▶ **Exercise task 1**:
In the mailing-list thread about converting header text to Unicode, which internal encodings does the writer say an implementation must be allowed to use?
▶ **Exercise task 2**:
Write what comes next in the mailing-list thread about converting header text to Unicode, starting after its last line.

Philip Guenther wrote:
Tim Showalter <tjs(_at_)psaux(_dot_)com> writes:
Michael Haardt wrote:
Shouldn't the implementation be free what to convert them to? It may
chose a different unicode representation. Do we need to enforce UTF-8?
I realize the language in 3028 clearly implies implementations are
required to convert to UTF-8 but if an implementation wants to use UCS-4
or UCS-2 or UTF-7 internally, that must be allowed. The specification
has no power to specify behavior that can't be externally observed, and
the text you cited is just wrong.
...
For 3028bis, 2.7.2, paragraph 2, how about:
Comparisons are performed in Unicode. Implementations convert
text from header fields in all charsets [HEADER-CHARSET] to
Unicode as input to the comparator (see 2.7.3). Implementations
must be capable of decoding US-ASCII, ISO-8859-1, the US-ASCII
Shouldn't this be MUST?

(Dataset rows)
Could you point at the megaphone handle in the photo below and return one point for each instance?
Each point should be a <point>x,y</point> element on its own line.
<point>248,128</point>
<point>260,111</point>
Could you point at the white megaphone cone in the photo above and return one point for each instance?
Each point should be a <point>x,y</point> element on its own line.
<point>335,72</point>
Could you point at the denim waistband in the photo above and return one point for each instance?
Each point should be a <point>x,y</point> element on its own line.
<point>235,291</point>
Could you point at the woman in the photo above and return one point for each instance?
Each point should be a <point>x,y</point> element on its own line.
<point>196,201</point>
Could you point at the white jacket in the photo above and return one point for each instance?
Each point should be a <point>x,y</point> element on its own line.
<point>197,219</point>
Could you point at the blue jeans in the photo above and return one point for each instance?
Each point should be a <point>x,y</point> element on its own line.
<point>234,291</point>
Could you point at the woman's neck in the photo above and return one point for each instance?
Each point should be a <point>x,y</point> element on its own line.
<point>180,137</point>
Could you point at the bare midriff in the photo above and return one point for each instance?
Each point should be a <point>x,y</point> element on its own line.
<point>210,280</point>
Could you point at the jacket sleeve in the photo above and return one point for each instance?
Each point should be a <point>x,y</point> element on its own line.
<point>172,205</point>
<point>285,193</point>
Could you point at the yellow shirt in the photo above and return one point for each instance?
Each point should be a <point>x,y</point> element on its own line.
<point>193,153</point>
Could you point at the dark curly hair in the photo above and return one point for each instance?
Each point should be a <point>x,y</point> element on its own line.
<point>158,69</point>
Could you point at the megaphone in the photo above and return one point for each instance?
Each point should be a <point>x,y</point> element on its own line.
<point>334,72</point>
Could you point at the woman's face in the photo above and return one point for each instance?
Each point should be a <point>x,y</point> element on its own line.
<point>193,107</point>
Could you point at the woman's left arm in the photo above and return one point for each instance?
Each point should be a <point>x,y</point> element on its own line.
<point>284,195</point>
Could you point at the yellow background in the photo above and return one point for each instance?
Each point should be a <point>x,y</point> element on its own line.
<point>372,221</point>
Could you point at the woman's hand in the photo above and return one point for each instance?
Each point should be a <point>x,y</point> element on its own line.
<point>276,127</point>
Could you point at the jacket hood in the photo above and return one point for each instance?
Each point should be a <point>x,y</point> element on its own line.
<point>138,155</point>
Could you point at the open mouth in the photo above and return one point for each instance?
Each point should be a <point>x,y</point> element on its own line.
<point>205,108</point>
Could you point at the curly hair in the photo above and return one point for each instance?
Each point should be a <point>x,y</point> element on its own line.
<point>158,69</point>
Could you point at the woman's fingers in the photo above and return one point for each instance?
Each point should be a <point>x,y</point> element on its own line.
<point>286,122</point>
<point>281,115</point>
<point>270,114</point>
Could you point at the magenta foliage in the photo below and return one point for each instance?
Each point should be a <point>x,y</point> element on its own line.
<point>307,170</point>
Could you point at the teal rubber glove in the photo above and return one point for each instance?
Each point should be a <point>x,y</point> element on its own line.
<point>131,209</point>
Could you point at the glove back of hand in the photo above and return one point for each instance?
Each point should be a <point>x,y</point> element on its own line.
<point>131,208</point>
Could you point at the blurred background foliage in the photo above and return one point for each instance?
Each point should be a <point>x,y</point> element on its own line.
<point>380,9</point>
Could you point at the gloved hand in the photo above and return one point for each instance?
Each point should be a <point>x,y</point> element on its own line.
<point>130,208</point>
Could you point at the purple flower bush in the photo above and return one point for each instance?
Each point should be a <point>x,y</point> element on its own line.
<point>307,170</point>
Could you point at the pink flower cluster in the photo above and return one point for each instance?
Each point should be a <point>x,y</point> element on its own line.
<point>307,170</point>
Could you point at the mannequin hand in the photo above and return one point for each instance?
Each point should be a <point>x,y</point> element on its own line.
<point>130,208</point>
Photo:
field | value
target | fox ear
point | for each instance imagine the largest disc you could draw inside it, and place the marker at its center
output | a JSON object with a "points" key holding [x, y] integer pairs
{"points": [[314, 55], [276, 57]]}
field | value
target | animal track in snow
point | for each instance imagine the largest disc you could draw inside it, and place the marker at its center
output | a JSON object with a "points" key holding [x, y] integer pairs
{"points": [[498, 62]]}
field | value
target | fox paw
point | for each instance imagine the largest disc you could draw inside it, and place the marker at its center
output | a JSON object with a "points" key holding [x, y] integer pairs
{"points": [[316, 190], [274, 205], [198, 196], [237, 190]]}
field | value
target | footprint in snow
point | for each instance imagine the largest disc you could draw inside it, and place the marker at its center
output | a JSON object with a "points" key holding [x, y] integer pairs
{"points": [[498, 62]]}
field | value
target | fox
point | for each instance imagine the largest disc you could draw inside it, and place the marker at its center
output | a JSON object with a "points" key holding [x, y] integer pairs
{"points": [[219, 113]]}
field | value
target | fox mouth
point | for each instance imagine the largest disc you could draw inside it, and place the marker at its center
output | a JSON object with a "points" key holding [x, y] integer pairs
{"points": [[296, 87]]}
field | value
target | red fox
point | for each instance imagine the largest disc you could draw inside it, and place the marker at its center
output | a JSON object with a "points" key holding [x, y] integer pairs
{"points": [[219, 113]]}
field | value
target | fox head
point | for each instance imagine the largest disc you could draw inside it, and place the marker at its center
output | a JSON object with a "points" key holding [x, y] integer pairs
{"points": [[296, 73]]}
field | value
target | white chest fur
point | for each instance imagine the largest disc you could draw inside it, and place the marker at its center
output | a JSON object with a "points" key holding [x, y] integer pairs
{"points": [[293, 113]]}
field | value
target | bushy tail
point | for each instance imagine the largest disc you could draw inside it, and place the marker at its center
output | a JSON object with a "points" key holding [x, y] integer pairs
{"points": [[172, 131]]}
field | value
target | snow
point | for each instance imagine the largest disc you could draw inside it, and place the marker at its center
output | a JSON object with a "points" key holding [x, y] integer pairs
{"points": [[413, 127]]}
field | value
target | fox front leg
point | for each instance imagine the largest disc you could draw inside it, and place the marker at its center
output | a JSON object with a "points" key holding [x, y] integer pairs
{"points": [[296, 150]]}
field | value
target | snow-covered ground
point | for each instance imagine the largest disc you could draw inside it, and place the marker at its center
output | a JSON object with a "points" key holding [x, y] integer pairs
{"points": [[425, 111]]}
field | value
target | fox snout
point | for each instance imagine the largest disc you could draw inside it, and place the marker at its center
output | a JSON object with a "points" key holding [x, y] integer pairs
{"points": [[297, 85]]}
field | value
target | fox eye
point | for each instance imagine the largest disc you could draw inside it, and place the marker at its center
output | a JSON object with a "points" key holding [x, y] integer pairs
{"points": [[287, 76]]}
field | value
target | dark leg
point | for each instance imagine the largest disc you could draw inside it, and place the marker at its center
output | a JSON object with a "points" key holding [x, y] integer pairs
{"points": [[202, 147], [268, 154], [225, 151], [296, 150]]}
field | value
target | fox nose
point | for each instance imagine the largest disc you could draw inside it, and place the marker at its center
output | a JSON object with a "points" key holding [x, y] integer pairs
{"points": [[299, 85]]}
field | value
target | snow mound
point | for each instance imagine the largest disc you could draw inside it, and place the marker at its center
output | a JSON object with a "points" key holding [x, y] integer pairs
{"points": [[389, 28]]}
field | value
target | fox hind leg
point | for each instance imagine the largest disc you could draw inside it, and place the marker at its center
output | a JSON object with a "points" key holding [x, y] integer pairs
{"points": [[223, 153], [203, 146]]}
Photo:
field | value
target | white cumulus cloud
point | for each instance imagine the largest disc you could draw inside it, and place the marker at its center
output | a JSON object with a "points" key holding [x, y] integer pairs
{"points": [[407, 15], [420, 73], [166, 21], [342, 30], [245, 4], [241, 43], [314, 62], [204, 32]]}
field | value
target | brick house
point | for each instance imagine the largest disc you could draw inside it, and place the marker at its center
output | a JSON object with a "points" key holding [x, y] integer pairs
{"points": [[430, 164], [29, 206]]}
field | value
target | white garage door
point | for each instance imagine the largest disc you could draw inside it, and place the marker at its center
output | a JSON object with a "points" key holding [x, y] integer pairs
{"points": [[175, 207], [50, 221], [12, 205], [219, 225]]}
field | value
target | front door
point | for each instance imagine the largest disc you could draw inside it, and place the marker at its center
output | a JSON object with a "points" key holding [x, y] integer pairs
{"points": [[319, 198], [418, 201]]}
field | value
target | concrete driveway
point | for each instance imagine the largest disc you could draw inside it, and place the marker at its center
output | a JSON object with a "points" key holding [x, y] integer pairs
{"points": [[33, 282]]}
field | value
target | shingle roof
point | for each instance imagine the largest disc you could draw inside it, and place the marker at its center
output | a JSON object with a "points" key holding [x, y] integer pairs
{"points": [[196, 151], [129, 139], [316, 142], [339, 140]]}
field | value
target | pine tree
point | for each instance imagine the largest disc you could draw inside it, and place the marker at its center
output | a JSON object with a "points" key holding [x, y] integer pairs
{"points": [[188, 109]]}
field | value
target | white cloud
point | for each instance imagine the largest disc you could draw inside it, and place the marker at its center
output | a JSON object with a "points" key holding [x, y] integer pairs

▶ **Reply 1**:
UCS-4, UCS-2, or UTF-7.

▶ **Reply 2**:
subset of ISO-8859-* character sets, and UTF-8.
with the new normative reference:
[HEADER-CHARSET] Moore, K., "MIME (Multipurpose Internet Mail
Extensions) Part Three: Message Header
Extensions for Non-ASCII Text", RFC 2047,
November 1996
Sounds good to me.
Hmm, I think the paragraph needs to also specify that text in unknown
charsets never matches, no?
(You can't just map them to U+FFFD (replacement character) because you
don't know how many characters are encoded!)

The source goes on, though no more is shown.